--- START OF TEXT SECTION ---
=Paper=
{{Paper
|id=Vol-1931/paper-04
|storemode=property
|title=Describing Configurations of Software Experiments as Linked Data
|pdfUrl=https://ceur-ws.org/Vol-1931/paper-04.pdf
|volume=Vol-1931
|authors=Joachim Van Herwegen,Ruben Taelman,Sarven Capadisli,Ruben Verborgh
|dblpUrl=https://dblp.org/rec/conf/semweb/HerwegenTCV17
}}
==Describing Configurations of Software Experiments as Linked Data==
Describing configurations of software experiments as
Linked Data
Joachim Van Herwegen1, Ruben Taelman1, Sarven Capadisli2, Ruben Verborgh1
1 IDLab, Department of Electronics and Information Systems, Ghent University – imec
2 Enterprise Information Systems Department, University of Bonn
Abstract. Within computer science engineering, research articles often rely on
software experiments in order to evaluate contributions. Reproducing such
experiments involves setting up software, benchmarks, and test data.
--- END OF TEXT SECTION ---
== SHORT EXERCISE 1 ==
In the paper on describing software experiment configurations as Linked Data, which university is the Enterprise Information Systems Department part of?
--- START OF DATA ENTRIES ---
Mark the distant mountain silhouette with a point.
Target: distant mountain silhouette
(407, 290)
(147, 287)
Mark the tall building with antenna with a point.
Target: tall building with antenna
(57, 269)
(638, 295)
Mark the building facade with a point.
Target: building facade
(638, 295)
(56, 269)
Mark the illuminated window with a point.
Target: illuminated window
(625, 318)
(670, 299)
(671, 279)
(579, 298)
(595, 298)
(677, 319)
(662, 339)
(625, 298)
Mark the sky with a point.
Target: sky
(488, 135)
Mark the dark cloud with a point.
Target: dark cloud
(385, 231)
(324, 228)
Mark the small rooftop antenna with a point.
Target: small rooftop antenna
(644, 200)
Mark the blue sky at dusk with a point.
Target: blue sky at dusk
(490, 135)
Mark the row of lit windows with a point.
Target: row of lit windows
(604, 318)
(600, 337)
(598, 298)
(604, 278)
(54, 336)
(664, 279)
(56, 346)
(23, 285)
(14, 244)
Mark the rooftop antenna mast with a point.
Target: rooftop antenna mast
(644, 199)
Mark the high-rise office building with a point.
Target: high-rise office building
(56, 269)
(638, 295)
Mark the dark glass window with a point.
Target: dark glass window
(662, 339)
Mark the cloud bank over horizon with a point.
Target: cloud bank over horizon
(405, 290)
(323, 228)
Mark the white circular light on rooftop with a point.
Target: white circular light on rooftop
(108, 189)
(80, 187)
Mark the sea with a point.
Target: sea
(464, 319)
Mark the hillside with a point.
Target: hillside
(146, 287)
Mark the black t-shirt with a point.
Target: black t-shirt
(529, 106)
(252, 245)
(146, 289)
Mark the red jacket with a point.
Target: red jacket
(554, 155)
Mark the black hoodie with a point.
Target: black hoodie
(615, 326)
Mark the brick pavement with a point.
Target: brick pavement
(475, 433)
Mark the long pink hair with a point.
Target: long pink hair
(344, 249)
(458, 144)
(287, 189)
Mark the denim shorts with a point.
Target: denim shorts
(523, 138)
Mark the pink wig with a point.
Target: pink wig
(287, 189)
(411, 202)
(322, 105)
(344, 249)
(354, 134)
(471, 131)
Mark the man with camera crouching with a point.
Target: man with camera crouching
--- END OF DATA ENTRIES ---
== SHORT EXERCISE 2 ==
Put the lines of the records starting at the line containing "Mark the black hoodie with a point." and ending at the end of the records into a Markdown table with columns Row and Record line, skipping blank lines.

== COMPLETE RESPONSE 1 ==
University of Bonn

== COMPLETE RESPONSE 2 ==
| Row | Record line |
|---|---|
| 1 | Mark the black hoodie with a point. |
| 2 | Target: black hoodie |
| 3 | (615, 326) |
| 4 | Mark the brick pavement with a point. |
| 5 | Target: brick pavement |
| 6 | (475, 433) |
| 7 | Mark the long pink hair with a point. |
| 8 | Target: long pink hair |
| 9 | (344, 249) |
| 10 | (458, 144) |
| 11 | (287, 189) |
| 12 | Mark the denim shorts with a point. |
| 13 | Target: denim shorts |
| 14 | (523, 138) |
| 15 | Mark the pink wig with a point. |
| 16 | Target: pink wig |
| 17 | (287, 189) |
| 18 | (411, 202) |
| 19 | (322, 105) |
| 20 | (344, 249) |
| 21 | (354, 134) |
| 22 | (471, 131) |
| 23 | Mark the man with camera crouching with a point. |
| 24 | Target: man with camera crouching |